## [CONSIGNES]
1 – Recopiez fidèlement le passage du texte sur l'exposition de Sylvie Fanchon qui va de « Expensive reflète l’humour » jusqu'à « politique et morale. ».
2 – D'après le texte sur l'exposition de Sylvie Fanchon, dites si chacune des affirmations suivantes est juste ou non, par oui ou par non, en citant à l'identique les mots du texte qui tranchent : (a) l'exposition à la galerie Maubert est la première exposition posthume de l'artiste ; (b) le lettrage de la peinture Expensive est exécuté de façon lisse et tracé au cordeau ; (c) Marcel Broodthaers comptait parmi ses compagnons d'art favoris.

## [DOCUMENT SOURCE]
::::::::::

EXPENSIVE
SYLVIE FANCHON
06.09.25 - 31.10.25
Expensive, titre d’une peinture inédite de Sylvie Fanchon, donne le ton de sa première exposition posthume à la galerie Maubert, Paris. Le lettrage qui s’installe sur la totalité de la base de la peinture, est dessiné au pochoir dans la réserve du papier. Le mot est entaché par les traces d’acrylique orange de l’aplat monochrome. On imagine le plaisir de l’artiste à répandre la peinture jusque dans le mot, la faire baver dans son geste de retrait du pochoir. On comprend le refus d’une perfection qui serait incarnée par une exécution lisse et léchée, tracée au cordeau.
Expensive reflète l’humour mordant de Sylvie Fanchon, sur la subjectivité et la muabilité de la valeur de l’art, et sur la figure de l’artiste traitée avec une (auto)dérision pour tenter d’échapper à toute forme de sacralisation. Marcel Broodthaers était l’un de ses compagnons d’art favoris. Elle citait volontiers sa définition de l’art comme « travail apolitique, inutile et peu moral » — une position provocatrice, à rebours de notre époque qui confond volontiers art, politique et morale.

::::::::::

## [ENREGISTREMENTS]
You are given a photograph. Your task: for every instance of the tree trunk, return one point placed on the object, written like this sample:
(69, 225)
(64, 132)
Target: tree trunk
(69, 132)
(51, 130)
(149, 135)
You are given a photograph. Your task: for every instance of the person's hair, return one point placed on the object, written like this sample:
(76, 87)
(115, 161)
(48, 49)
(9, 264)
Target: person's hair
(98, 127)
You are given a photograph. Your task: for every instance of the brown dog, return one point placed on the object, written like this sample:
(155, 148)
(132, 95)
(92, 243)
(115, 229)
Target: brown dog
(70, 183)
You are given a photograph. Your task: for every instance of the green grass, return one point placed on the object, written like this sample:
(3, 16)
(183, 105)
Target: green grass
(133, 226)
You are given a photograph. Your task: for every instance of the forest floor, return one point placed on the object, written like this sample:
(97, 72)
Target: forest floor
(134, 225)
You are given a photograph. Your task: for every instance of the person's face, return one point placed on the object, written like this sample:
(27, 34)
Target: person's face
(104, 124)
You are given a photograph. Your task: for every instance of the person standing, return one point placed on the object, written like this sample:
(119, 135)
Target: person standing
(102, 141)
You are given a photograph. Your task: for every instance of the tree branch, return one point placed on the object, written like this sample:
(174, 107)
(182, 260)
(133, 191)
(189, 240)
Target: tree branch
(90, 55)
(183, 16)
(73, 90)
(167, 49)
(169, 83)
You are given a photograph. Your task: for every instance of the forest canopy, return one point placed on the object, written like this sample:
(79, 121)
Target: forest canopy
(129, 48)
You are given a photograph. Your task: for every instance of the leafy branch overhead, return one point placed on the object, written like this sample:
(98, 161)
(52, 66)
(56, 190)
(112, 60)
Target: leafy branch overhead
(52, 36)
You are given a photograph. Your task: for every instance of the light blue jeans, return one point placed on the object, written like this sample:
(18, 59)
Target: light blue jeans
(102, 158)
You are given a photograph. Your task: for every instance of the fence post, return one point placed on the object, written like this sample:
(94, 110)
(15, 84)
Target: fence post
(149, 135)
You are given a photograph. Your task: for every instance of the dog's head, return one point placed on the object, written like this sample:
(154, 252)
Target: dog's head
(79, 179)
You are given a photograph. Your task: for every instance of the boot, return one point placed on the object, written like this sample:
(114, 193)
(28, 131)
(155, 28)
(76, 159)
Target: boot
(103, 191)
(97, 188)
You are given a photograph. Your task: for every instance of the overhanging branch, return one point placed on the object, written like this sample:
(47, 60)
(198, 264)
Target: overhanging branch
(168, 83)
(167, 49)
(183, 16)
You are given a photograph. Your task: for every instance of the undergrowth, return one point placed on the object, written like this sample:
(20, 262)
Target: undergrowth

::::::::::

## [RÉSULTATS]
1 –
Expensive reflète l’humour mordant de Sylvie Fanchon, sur la subjectivité et la muabilité de la valeur de l’art, et sur la figure de l’artiste traitée avec une (auto)dérision pour tenter d’échapper à toute forme de sacralisation. Marcel Broodthaers était l’un de ses compagnons d’art favoris. Elle citait volontiers sa définition de l’art comme « travail apolitique, inutile et peu moral » — une position provocatrice, à rebours de notre époque qui confond volontiers art, politique et morale.

2 –
(a) Oui : « donne le ton de sa première exposition posthume à la galerie Maubert, Paris ».
(b) Non : « On comprend le refus d’une perfection qui serait incarnée par une exécution lisse et léchée, tracée au cordeau. »
(c) Oui : « Marcel Broodthaers était l’un de ses compagnons d’art favoris. »